***** Source passage
Tuesday, January 19, 2010

Introduction to Erin

University of Tennessee at Knoxville
Fall Semester 2008
Hannah's Dorm

Freshman year was getting off to a slow start. I missed home, and was labored with boring classes like calculus and geology. I was good in the former but usually nodding off in the latter. I was also the only freshman in the junior-level Japanese class (what was then my 5th year in taking the language, thanks to the Japanese program at McCallie High School). Thank God for meeting people. Through Air Force Reserve Officer Training Corps (ROTC), I met the rivalry with Army ROTC. Through that, I met Hannah of Army ROTC. Through Hannah, I met Natasha. The two of them have become two of my closest friends on campus.

On an unusually cold night in the fall season of Knoxville, Tennessee, Hannah invited Natasha and I up into her dorm room to surf the Internet. The events surrounding my resulting epiphany are blurred, diminished by the passage of time. The feeling, however, has yet to leave me.

Natasha pulled up a Youtube page, and we took turns watching music videos and the like. I don't remember what I played for them, but I know precisely what Natasha played next.

A brief close-up of a burning torch-lamp setting piece...the opening stanza of violins warmly playing, soft and pleasing. Then the voice of an angel brought down from the highest order in Heaven infiltrated my ears and left me stunned and silent.

"I hear your voice on the wind, and I hear you call out my name."

The video fades to a castle setting, obviously European. Red and green lights all around the stage and in the foreground, a breathtaking woman dressed in a red dress continued her angelic singing of her Heavenly song. Her eyes were wide, blue, and shimmering. Her hair was a lovely light brunnette.

"Listen my child, you say to me
I am the Voice of your history
Be not afraid, come follow me
Answer my call and I'll set you free."
**********
***** Data shown
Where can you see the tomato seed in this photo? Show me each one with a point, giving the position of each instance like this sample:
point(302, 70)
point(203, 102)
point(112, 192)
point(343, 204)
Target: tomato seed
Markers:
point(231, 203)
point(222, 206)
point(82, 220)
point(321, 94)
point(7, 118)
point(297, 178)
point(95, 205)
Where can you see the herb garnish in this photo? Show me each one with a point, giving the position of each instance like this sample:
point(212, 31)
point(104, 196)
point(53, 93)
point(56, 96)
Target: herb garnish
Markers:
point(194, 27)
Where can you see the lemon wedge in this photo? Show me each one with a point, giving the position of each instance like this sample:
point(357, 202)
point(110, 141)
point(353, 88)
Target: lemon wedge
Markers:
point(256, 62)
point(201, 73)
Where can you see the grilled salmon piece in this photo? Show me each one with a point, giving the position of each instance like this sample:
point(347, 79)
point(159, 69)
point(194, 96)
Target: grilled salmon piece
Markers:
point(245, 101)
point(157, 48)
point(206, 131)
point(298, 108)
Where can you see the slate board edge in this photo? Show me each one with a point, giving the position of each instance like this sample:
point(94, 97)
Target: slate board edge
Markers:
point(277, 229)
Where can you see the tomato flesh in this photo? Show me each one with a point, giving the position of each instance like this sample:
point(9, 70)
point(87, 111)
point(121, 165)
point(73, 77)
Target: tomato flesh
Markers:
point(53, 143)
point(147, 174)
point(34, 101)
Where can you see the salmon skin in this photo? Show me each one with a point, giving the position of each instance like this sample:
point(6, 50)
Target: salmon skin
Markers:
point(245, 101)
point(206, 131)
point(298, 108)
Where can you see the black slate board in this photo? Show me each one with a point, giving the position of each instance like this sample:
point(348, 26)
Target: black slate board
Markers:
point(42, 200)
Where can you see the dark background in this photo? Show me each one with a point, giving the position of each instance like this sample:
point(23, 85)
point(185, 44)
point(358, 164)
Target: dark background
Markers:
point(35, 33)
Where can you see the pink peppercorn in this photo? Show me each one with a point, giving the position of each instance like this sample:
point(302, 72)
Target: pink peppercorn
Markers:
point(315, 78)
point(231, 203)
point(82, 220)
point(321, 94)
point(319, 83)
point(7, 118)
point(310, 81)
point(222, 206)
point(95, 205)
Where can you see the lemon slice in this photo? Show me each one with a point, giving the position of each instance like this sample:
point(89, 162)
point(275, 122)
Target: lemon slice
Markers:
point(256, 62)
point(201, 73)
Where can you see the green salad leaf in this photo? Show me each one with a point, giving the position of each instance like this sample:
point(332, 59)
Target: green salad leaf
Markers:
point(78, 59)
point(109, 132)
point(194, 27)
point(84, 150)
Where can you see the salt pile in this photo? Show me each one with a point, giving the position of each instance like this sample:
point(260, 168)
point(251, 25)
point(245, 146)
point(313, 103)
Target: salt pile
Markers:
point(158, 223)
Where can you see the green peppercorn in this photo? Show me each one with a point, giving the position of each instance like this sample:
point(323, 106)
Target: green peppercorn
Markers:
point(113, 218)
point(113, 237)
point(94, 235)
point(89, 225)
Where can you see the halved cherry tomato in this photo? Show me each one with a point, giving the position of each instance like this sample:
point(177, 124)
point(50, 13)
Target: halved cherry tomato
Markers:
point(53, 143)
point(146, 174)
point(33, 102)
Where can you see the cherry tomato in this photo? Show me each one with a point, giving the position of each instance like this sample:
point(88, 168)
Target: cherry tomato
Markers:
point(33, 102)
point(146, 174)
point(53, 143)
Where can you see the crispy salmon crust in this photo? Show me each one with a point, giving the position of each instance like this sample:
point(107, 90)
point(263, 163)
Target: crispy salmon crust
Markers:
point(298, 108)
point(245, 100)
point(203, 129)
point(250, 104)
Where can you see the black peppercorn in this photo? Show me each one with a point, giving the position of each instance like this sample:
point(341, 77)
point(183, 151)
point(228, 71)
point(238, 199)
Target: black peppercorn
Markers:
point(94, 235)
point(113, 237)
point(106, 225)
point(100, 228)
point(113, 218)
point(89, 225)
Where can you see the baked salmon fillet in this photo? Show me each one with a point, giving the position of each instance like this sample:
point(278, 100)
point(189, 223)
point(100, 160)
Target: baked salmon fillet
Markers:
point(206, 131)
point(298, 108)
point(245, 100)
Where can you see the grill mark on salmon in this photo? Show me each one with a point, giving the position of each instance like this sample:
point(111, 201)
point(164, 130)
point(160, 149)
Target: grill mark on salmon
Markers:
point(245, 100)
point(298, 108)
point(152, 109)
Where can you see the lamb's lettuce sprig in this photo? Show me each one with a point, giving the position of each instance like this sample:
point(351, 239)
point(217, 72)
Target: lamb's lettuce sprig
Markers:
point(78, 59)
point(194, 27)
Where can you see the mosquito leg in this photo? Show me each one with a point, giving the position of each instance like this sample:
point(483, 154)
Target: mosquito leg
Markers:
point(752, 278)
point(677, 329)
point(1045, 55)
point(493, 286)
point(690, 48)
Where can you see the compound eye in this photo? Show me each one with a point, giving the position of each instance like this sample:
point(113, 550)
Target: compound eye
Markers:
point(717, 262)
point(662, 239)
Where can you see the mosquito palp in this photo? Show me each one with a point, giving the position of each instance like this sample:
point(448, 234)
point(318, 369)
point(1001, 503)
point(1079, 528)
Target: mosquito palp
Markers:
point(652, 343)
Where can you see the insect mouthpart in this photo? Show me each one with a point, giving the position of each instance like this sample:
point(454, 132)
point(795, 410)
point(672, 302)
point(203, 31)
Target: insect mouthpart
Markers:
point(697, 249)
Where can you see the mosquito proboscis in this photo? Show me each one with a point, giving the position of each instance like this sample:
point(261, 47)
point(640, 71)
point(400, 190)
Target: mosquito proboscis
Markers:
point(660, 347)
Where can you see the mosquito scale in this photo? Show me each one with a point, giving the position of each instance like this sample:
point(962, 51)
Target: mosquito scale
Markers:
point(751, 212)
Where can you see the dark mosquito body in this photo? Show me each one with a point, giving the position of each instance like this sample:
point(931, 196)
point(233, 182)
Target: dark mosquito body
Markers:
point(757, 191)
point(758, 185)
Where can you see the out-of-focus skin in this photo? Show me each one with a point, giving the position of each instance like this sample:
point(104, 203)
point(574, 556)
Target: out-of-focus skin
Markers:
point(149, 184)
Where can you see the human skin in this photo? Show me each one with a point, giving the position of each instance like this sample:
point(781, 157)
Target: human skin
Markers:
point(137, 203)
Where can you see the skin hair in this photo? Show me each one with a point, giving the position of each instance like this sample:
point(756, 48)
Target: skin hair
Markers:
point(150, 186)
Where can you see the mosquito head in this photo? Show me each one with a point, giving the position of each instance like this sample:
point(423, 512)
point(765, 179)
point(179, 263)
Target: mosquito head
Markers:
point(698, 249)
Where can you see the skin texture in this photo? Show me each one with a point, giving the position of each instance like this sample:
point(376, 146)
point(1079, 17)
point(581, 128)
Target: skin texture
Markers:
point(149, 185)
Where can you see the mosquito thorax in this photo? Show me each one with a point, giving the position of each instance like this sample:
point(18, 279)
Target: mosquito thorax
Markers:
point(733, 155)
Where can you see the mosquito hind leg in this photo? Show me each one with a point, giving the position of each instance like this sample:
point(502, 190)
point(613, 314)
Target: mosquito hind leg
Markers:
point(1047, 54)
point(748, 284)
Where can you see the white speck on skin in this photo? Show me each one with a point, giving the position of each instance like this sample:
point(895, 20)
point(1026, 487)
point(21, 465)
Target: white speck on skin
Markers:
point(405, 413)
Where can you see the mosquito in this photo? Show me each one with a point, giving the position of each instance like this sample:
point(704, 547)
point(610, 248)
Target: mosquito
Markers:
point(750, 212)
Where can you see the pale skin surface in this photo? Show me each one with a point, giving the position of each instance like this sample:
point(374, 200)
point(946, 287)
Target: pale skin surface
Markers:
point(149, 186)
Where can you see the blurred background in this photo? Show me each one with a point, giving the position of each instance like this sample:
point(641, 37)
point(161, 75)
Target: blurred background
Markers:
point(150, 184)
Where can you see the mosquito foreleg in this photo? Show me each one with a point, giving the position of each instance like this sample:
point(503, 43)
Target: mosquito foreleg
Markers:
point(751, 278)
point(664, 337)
**********
▶ [Problem A]
Retype the blog post word for word, starting at "A brief close-up" and ending at "stunned and silent.".
▶ [Problem B]
In the blog post, which ROTC program is Hannah part of?
▶ [Problem C]
Carry on the blog post from the point where it stops.

▶ [Reply A]
A brief close-up of a burning torch-lamp setting piece...the opening stanza of violins warmly playing, soft and pleasing. Then the voice of an angel brought down from the highest order in Heaven infiltrated my ears and left me stunned and silent.

▶ [Reply B]
Army ROTC.

▶ [Reply C]
The Voice's verse is softly followed by another red-clad woman, this time playing an amazing fiddle solo, and her hair was a shimmering blonde.

The Voice came back.

"I am the Voice in the wind and the pouring rain
I am the Voice of your hunger and pain
I am the Voice that always is calling you
I am the Voice, I will remain"

Again, the Fiddler (who immediately reminded me of a Pixie) complimented the Voice.

"I am the Voice in the fields when the summer's gone

The dance of the leaves when the autumn winds blow
Ne'er do I sleep throughout all the cold winter long
I am the force that in springtime will grow"

This time, the Pixie not only tickled my ears with a lovely fiddle solo, she began to hop and dance around the stage in lovely freedom and grace. I would learn later in the video how talented she was. Not only does she play her fiddle amazingly well, she sprints and dances around on a multi-level stage in heels...while playing the fiddle. That and the Voice's ever-so-angelic tones and stunning beauty made for a very awed and inspired me.

After listening to the rest of the song, I looked at the title of the video:
Lisa Kelly of Celtic Woman sings "The Voice"

I would also find that the fiddle player was named Mairead Nesbitt (May-RAYD_NEZ-bit). While I adored (and still do adore) Mairead's fiddle playing, it was Lisa who I was most inspired by.

After looking up Celtic Woman, I found the original line-up consisted of 4 singers and Mairead, the fiddle player. The 4 singers consisted of Lisa Kelly, Méav Ní Mhaolchatha (Mayv_Nee-Wahl-ka-ha), Orla Fallon, and Chloe Agnew. All of them with the same talent, beauty, and allure.

They immediately became my favorite musical group of all time, but they were more than that, especially after I had the lovely opportunity to see them twice (and I'm gonna see them a third time in April of this year). I purchase meet-and-greet passes along with my seats, and had the lovely opportunity to meet my favorite, Lisa Kelly; Chloe Agnew twice; and Mairead Nesbitt, the awe-inspiring, lively, and ebulient fiddle player. The story about meeting them shall come later.

All of them have a deep love for their country of origin - Ireland, which finally brings me to the purpose of this blog. I fell in love with Ireland. The music. The culture. The Guinness people. -shifty eyes- Okay, okay, Guinness is amazing!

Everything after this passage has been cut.